Plus, what’s up with the blank lines from Libya and Nigeria in the report? This is important. I mean, Nigeria produces 1.9 million barrels a day and Libya produces 250k barrels a day.  Do they just get a free ride?  Nigerian production is down 15% yoy due to domestic issues with terrorist blowing up pipelines and such. If they just got back to their normal rate of 2.3 million barrels, that would negate the Saudi cut. Libya, before all hell broke loose, would produce 1.3 million barrels on a good day. 

Anyway, the short term effect worked. Hopefully, these exporters are out their locking in all their sales for next year at the higher prices, because I can tell you, in the next 6 months, this won’t matter. Why? First, US Shale oil power is rising.  Geologist just found THE LARGEST NEW RESERVE EVER in the US.

The Midland Basin of the Wolfcamp Shale area in the Permian Basin is now estimated to have 20 billion barrels of oil and 1.6 billion barrels of natural gas, according to a new assessment by the USGS.

Plus, Exxon Mobil  found a large find in Nigeria, with 500 million to a 1 billion barrels. Oh, and they found a big one in Guyana as well (right next to Venezuela btw), for another potential 1.4 billion barrels. Exxon Mobil is not in OPEC nor is the United States for our oil novices. 

The move can be seen on the Pre and Post Announcement Crude Oil curve below. Front dated oil moved up significantly. This is where the futures traders and speculators mainly play. However, it seems producers used this as an opportunity to lock in higher prices. The longer dated part of the curve is actually lower post OPEC. Likely they used the volume in the market to their benefit. 

The power of Shale has provided the US what years of Middle East invasions, US supported dictators, and arms sells could not. The US is now essentially energy independent.  Without a society of people to care for with our oil revenues, the US can plow the earnings from oil back into making our drilling technologies more efficient, cleaner, and more cost effective. Plus, with a plethora of private US producers, investment allocations can be made in extremely rational manner, not by some State Oil gorilla like PDVSA, Saudi Aramco, or Petrobras which tend to breed popular mistrust and corruption.   US producers will find a way to squeeze down the marginal production cost of oil.

DATA SUPPLIED:
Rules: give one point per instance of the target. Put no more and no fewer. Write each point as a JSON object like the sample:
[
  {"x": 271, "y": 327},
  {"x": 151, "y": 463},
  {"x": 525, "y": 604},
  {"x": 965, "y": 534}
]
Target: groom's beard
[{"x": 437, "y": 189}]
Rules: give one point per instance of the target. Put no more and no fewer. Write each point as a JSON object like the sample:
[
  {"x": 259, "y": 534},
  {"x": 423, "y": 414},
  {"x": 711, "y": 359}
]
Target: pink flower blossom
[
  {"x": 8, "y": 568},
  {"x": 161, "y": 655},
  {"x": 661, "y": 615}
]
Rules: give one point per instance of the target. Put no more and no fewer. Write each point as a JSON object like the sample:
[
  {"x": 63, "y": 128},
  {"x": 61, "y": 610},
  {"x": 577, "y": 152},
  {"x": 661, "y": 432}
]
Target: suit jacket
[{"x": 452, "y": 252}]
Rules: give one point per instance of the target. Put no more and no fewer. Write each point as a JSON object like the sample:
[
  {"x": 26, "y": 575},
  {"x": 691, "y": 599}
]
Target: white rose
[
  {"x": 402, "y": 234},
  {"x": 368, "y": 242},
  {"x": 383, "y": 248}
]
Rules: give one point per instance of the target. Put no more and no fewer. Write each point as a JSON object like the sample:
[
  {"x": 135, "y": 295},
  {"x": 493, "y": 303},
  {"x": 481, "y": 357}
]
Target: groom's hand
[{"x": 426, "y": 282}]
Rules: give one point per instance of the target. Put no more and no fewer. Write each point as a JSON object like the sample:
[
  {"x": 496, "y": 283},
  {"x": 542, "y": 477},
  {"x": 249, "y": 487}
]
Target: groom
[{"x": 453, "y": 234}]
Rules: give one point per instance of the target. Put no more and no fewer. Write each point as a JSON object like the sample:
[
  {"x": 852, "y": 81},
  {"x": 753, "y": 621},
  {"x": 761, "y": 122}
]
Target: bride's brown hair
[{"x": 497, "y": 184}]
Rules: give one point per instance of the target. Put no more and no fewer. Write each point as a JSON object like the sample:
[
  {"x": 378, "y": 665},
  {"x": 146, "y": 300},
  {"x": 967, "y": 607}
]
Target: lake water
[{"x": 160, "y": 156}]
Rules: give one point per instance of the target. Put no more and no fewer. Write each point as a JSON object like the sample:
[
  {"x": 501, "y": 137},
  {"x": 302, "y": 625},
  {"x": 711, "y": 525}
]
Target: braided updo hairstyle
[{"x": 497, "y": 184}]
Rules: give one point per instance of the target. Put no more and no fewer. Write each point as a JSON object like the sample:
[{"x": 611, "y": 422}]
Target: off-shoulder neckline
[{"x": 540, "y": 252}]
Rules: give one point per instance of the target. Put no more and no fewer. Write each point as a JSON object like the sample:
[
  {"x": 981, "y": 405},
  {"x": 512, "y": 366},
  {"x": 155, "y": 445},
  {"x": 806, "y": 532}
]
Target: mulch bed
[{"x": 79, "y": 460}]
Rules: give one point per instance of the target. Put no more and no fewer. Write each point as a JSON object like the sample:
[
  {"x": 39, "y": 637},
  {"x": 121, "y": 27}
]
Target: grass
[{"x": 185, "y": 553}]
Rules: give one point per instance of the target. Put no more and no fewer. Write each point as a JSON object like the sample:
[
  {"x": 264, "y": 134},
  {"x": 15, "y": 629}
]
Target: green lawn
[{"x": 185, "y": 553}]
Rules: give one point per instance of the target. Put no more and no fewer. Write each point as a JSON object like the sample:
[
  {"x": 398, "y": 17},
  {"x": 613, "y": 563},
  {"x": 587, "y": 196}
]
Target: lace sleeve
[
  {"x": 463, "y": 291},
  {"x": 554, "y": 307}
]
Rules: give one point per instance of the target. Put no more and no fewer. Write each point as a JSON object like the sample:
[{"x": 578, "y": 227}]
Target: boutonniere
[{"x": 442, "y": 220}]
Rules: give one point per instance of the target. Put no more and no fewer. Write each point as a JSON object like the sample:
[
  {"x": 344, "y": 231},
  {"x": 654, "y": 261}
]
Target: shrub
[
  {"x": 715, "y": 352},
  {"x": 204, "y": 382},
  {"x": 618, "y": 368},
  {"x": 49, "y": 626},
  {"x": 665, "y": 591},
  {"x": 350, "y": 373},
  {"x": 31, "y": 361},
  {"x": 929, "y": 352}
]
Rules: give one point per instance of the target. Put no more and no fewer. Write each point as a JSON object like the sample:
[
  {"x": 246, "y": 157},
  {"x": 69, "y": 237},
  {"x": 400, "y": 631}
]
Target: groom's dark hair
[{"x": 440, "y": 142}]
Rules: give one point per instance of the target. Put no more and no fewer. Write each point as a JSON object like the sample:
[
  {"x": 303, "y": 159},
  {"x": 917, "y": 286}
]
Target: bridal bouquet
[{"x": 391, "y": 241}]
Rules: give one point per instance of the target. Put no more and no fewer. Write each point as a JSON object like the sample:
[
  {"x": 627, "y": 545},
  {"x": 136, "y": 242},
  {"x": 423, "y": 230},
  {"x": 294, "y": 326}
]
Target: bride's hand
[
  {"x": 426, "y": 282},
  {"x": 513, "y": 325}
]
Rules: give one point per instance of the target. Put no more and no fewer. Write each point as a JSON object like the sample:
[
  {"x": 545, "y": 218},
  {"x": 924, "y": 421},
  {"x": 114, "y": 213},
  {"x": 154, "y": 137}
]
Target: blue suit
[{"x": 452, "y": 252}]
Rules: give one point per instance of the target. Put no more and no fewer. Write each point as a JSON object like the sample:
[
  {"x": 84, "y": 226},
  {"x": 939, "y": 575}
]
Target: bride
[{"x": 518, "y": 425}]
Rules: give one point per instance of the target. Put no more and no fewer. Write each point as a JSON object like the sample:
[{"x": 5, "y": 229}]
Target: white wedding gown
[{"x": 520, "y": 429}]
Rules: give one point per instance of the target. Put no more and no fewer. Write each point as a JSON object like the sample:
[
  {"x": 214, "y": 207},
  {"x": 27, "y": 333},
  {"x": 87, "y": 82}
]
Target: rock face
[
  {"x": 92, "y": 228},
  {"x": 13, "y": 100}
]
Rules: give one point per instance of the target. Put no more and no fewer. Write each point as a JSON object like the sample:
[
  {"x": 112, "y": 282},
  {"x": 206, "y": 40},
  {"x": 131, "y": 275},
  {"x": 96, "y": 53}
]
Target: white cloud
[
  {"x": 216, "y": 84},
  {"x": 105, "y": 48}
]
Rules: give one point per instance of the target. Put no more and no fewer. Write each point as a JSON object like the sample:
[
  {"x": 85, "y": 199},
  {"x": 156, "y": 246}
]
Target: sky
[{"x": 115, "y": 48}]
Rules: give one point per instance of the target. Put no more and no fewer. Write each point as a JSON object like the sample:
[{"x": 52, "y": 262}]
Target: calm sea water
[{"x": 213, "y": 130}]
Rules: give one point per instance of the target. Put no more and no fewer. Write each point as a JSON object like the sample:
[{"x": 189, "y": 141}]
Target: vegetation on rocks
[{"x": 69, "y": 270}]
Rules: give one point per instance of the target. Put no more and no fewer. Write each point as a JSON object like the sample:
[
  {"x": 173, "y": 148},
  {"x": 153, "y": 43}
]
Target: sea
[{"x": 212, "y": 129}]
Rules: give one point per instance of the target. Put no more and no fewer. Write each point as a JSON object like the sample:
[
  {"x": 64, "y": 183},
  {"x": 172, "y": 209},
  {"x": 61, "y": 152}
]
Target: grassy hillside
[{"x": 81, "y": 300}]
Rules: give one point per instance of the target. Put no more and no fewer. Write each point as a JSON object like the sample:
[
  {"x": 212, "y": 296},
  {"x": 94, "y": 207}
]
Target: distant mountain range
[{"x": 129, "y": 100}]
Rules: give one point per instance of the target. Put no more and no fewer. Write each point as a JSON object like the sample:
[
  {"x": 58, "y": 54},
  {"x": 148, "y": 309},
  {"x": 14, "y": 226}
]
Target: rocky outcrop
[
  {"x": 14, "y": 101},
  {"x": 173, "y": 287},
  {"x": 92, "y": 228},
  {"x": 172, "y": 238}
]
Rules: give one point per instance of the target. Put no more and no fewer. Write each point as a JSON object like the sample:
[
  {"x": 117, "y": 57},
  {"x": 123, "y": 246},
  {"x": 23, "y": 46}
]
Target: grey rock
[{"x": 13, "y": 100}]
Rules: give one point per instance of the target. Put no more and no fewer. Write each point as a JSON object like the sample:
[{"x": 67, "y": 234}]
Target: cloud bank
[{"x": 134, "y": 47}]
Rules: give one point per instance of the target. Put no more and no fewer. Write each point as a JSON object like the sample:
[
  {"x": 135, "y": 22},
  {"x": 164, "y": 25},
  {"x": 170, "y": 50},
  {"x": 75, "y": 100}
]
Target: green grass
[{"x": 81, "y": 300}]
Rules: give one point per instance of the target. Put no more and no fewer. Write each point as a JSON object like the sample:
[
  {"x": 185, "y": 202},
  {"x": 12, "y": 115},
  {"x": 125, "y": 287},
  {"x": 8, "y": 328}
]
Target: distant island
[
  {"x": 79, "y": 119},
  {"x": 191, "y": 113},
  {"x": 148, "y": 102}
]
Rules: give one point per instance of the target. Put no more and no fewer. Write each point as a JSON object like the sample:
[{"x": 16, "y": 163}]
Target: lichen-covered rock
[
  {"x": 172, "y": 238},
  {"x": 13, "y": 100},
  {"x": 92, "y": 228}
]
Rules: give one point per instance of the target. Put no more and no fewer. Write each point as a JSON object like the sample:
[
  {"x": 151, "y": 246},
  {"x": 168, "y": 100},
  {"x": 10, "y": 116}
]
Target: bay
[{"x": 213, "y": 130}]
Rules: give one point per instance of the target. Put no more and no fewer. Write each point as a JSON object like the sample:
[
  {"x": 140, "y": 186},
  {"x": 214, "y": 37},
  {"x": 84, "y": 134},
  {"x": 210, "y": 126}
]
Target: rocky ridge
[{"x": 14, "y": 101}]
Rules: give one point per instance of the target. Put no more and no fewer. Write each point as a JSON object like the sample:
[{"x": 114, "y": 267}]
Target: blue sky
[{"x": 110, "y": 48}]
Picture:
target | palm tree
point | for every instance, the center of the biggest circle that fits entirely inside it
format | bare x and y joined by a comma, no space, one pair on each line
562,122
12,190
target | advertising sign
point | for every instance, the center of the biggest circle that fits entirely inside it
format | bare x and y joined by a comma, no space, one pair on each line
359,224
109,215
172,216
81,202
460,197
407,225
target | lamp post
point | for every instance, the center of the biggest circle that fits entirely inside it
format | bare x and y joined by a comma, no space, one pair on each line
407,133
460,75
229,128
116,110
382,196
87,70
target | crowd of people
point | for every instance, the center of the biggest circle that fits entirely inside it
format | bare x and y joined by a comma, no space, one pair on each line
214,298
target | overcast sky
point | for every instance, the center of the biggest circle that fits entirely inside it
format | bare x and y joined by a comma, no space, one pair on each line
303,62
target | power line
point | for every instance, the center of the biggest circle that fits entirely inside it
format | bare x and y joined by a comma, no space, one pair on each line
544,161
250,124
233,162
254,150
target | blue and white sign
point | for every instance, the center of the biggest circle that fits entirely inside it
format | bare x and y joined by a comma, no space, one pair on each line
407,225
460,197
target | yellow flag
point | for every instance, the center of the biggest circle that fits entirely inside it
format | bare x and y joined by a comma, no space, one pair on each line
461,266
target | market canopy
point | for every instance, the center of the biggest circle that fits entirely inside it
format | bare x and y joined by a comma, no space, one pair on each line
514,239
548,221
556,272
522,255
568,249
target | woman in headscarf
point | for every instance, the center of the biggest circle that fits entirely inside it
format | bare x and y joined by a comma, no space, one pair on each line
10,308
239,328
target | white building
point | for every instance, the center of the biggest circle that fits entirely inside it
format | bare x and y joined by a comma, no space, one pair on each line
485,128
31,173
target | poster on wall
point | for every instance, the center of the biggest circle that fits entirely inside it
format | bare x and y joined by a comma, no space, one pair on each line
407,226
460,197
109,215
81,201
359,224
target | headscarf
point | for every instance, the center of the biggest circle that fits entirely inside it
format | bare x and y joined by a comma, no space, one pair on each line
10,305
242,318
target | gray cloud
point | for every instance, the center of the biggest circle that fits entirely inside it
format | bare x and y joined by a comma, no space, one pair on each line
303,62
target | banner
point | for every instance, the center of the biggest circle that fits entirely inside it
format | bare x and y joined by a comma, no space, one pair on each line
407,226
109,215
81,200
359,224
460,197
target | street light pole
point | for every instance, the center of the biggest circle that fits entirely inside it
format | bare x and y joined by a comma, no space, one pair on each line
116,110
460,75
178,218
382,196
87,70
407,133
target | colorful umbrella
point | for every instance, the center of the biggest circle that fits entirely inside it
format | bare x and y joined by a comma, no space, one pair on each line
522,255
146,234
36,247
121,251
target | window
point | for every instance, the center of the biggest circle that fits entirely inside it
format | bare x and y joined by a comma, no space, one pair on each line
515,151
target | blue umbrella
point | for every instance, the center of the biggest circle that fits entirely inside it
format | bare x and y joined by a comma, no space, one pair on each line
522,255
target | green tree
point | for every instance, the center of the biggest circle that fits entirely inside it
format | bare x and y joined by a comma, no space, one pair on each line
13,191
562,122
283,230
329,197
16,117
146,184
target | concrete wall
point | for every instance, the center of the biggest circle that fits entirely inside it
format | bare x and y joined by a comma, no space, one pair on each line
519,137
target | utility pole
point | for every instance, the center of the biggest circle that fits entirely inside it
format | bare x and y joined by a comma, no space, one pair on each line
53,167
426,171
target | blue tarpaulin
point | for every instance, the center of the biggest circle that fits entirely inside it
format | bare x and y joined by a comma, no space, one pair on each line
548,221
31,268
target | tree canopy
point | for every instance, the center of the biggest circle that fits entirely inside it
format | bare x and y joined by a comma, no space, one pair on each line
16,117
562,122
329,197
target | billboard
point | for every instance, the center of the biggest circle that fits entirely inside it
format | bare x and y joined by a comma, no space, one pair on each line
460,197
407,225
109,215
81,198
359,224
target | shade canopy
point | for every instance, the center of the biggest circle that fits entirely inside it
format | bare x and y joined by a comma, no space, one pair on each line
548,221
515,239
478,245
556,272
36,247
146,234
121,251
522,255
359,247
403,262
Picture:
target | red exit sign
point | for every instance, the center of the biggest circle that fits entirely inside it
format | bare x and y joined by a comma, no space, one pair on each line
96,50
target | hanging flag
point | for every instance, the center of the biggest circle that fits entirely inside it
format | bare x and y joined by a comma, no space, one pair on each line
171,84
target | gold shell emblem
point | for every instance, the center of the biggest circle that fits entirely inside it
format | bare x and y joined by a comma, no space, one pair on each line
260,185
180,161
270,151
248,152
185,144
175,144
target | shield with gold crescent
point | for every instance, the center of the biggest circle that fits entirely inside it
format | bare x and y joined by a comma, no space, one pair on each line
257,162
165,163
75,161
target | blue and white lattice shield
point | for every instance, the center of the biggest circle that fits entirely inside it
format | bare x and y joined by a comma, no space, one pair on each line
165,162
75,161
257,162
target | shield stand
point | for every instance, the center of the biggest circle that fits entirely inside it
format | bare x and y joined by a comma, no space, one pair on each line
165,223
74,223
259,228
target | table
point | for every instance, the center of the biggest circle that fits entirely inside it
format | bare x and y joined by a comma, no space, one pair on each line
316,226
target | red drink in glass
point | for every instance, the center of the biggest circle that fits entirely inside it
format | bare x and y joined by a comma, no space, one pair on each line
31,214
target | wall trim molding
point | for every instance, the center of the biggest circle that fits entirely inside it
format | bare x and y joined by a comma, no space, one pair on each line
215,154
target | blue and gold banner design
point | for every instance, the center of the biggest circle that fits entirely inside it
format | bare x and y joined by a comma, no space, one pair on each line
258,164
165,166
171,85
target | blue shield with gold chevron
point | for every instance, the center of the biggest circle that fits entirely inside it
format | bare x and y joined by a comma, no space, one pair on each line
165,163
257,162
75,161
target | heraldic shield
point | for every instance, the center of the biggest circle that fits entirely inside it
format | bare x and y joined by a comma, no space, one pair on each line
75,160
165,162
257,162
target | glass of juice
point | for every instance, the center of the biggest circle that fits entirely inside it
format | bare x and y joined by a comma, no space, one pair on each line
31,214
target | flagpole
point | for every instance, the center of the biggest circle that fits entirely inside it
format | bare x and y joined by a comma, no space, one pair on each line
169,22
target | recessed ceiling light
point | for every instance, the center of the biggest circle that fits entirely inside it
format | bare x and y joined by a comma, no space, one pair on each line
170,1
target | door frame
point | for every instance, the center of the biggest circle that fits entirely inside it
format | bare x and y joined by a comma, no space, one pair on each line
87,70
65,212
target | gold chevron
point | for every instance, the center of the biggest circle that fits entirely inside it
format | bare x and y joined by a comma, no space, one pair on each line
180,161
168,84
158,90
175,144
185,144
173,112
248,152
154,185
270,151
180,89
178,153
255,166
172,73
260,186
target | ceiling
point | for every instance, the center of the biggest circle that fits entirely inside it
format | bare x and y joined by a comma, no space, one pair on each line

TASK PROMPT: Can you carry on the commentary about OPEC's production cut and US shale oil, starting right after its last sentence?

ANSWER:
Anyway, all I’m saying is, I’m cynical on another major boost in oil prices. I don’t necessarily think there will be a big drop again either, I just think its dead money for now. If you can make money at $30 a barrel, then do that investment. If you are counting on $60 or $70, stay away. Demand for oil is weak due to slow global growth and rising fuel efficiency standards (most of the major auto companies plan to release electric vehicles in the next 5 years).  China fed the great oil rally from 2003 to 2012.  Now with their own debt overhang, they won’t likely be the ones to grow global oil demand. Perhaps India could, but they don’t have the infrastructure to support a car for every citizen.  That is years away.

Supply is abundant, and we have some cracked out countries desperate for more US Dollar revenue to support their regimes.  The fact is, OPEC countries, to some degree, support a society of people dependent on oil.  See this chart which shows the fiscal dependence of Oil countries.

Oil Fiscal Breakeven.PNG

 

These countries have failed to provide education and job opportunities. They’ve propped up ruling dynasties by handing out subsidies to vast swaths of the population. Without profits from crude oil, they are toast.  Their promises cannot be trusted and their motives are simple.  Support prices and try to maintain control of your population.  With US Shale now a global force in the oil market, the Cartel's soft power is significantly eroded. The stone age didn’t end with the world running out of stones.  The oil age will not end with it running out of oil.  Buyer beware.